_TASK OBJECTIVE_
Send back every record word for word, with nothing missing.
Segment Open
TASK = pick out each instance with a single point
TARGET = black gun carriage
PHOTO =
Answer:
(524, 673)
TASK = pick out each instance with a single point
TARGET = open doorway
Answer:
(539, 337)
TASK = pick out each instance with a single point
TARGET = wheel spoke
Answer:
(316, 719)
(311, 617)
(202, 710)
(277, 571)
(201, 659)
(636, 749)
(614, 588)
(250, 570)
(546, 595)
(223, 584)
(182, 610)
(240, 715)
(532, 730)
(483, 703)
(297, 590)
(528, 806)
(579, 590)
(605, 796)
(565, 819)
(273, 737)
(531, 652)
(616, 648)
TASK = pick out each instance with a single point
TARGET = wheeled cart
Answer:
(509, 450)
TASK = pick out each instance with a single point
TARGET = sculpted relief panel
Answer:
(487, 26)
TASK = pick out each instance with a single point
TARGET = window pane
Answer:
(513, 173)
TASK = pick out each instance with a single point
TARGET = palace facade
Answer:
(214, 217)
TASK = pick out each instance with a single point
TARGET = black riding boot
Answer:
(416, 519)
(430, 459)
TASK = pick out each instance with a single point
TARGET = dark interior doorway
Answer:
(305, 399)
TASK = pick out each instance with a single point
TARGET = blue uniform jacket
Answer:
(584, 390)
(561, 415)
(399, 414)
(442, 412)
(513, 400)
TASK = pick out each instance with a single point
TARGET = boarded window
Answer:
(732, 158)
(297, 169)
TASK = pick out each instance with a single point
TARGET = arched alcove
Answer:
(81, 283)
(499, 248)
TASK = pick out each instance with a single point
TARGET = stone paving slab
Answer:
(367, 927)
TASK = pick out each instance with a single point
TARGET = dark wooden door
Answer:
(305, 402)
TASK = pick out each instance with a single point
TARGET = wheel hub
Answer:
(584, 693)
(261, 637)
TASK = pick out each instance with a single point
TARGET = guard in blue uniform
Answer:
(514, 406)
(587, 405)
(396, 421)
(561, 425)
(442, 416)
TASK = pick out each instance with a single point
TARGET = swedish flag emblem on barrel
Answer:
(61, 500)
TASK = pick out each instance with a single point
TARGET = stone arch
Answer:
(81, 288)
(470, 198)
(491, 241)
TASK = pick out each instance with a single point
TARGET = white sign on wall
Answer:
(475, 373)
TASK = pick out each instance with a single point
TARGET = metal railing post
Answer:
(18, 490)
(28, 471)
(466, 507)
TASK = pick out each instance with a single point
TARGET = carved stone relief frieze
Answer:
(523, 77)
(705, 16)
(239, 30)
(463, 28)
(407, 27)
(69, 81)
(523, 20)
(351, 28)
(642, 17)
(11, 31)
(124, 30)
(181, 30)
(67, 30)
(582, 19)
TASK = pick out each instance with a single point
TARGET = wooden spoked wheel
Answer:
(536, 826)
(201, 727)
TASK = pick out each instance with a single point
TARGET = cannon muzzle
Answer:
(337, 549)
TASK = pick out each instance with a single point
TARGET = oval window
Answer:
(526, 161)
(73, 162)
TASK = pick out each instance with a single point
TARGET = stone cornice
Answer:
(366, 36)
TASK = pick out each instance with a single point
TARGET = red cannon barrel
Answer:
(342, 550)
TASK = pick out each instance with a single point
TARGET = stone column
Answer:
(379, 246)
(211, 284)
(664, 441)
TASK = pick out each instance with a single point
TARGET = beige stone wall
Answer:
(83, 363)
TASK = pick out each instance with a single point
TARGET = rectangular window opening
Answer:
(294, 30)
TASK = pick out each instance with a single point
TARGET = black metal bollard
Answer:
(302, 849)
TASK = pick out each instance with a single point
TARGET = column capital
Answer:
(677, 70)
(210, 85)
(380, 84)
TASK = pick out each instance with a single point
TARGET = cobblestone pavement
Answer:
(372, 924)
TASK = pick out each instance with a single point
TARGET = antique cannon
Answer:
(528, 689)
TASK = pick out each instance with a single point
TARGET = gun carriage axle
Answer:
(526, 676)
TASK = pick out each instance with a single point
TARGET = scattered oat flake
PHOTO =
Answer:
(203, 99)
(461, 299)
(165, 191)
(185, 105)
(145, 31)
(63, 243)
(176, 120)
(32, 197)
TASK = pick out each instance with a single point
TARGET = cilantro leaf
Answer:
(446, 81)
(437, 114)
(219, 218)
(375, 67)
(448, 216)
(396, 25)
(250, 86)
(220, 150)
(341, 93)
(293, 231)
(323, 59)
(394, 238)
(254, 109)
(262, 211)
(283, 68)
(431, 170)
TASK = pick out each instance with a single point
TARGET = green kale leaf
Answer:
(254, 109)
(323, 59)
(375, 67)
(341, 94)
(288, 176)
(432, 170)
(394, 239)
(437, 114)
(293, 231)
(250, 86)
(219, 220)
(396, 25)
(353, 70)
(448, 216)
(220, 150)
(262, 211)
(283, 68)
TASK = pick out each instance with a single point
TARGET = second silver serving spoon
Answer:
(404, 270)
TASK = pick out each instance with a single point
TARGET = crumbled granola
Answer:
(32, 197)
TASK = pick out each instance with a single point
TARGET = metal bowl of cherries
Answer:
Segment Closed
_EXPECTED ANSWER_
TASK = pick out each instance with a single point
TARGET = black gun carriage
PHOTO =
Answer:
(524, 673)
TASK = pick out each instance with a single point
TARGET = open doorway
Answer:
(539, 337)
TASK = pick out each instance with a single point
TARGET = wheel spoke
Answer:
(316, 719)
(311, 617)
(202, 710)
(277, 571)
(201, 659)
(636, 749)
(614, 588)
(250, 570)
(546, 595)
(223, 584)
(182, 610)
(240, 715)
(532, 730)
(483, 703)
(297, 590)
(528, 806)
(579, 590)
(605, 796)
(565, 819)
(273, 737)
(531, 652)
(616, 648)
TASK = pick out each instance with a single point
TARGET = wheeled cart
Answer:
(509, 450)
TASK = pick out each instance with a single point
TARGET = sculpted relief panel
Answer:
(487, 26)
TASK = pick out each instance with a single point
TARGET = window pane
Answer:
(513, 173)
TASK = pick out each instance with a single point
TARGET = palace facade
Answer:
(214, 217)
TASK = pick out each instance with a single point
TARGET = black riding boot
Answer:
(416, 519)
(430, 459)
TASK = pick out each instance with a single point
TARGET = dark interior doorway
Answer:
(305, 399)
TASK = pick out each instance with a single point
TARGET = blue uniform jacket
Answer:
(584, 390)
(561, 415)
(399, 414)
(442, 412)
(513, 400)
TASK = pick out each instance with a single point
TARGET = boarded window
Answer:
(732, 158)
(297, 169)
TASK = pick out each instance with a single point
TARGET = arched alcove
Answer:
(81, 283)
(499, 248)
TASK = pick out each instance with a single point
TARGET = stone paving slab
Answer:
(367, 927)
TASK = pick out each instance with a single point
TARGET = dark wooden door
Answer:
(305, 402)
TASK = pick out each instance with a single point
TARGET = wheel hub
Answer:
(584, 693)
(261, 637)
TASK = pick out each instance with a single point
TARGET = guard in blue uniform
Answer:
(514, 406)
(587, 405)
(396, 421)
(561, 425)
(442, 416)
TASK = pick out each instance with a single point
TARGET = swedish flag emblem on barrel
Answer:
(61, 500)
TASK = pick out each instance with a single point
TARGET = stone arch
Answer:
(81, 288)
(470, 198)
(491, 241)
TASK = pick out each instance with a single point
TARGET = white sign on wall
Answer:
(475, 373)
TASK = pick out each instance with a single point
TARGET = metal railing post
Answer:
(18, 490)
(28, 471)
(466, 507)
TASK = pick out each instance with a single point
TARGET = carved stone relief frieze
Answer:
(523, 77)
(705, 16)
(239, 30)
(463, 28)
(407, 27)
(69, 81)
(523, 20)
(351, 28)
(642, 17)
(11, 31)
(124, 30)
(181, 30)
(67, 30)
(582, 19)
TASK = pick out each instance with a single point
TARGET = wooden spoked wheel
Answer:
(536, 826)
(201, 727)
TASK = pick out each instance with a single point
TARGET = cannon muzzle
Answer:
(337, 549)
TASK = pick out each instance with a single point
TARGET = oval window
Answer:
(526, 161)
(73, 162)
TASK = pick out each instance with a single point
TARGET = stone cornice
Answer:
(366, 36)
TASK = pick out each instance with a single point
TARGET = red cannon barrel
Answer:
(342, 550)
TASK = pick out each instance with a single point
TARGET = stone column
Answer:
(379, 246)
(211, 284)
(664, 441)
TASK = pick out each instance with a single point
TARGET = beige stone wall
Answer:
(83, 363)
TASK = pick out each instance with a single point
TARGET = rectangular window opening
Answer:
(294, 30)
TASK = pick out each instance with a single point
TARGET = black metal bollard
Answer:
(302, 849)
TASK = pick out each instance with a single point
TARGET = column capital
Answer:
(677, 70)
(210, 85)
(380, 84)
TASK = pick out each instance with a single point
TARGET = cobblestone pavement
Answer:
(372, 924)
TASK = pick out each instance with a single point
TARGET = antique cannon
Answer:
(528, 689)
TASK = pick out each instance with a single point
TARGET = gun carriage axle
Answer:
(526, 676)
TASK = pick out each instance with a single point
TARGET = scattered oat flake
PHOTO =
Answer:
(203, 99)
(461, 299)
(165, 191)
(185, 105)
(145, 31)
(63, 243)
(176, 120)
(32, 197)
TASK = pick out each instance with a single point
TARGET = cilantro leaf
Answer:
(446, 81)
(437, 114)
(219, 218)
(375, 67)
(448, 216)
(396, 25)
(250, 86)
(220, 150)
(341, 93)
(293, 231)
(323, 59)
(394, 238)
(254, 109)
(262, 211)
(283, 68)
(431, 170)
TASK = pick out each instance with a single point
TARGET = green kale leaf
Answer:
(254, 109)
(323, 59)
(375, 67)
(341, 94)
(288, 176)
(432, 170)
(394, 239)
(437, 114)
(293, 231)
(250, 86)
(219, 220)
(396, 25)
(353, 70)
(448, 216)
(220, 150)
(262, 211)
(283, 68)
TASK = pick out each instance with a single point
TARGET = second silver serving spoon
Answer:
(404, 270)
TASK = pick out each instance with a single point
TARGET = crumbled granola
Answer:
(32, 197)
TASK = pick out each instance with a single point
TARGET = metal bowl of cherries
Answer:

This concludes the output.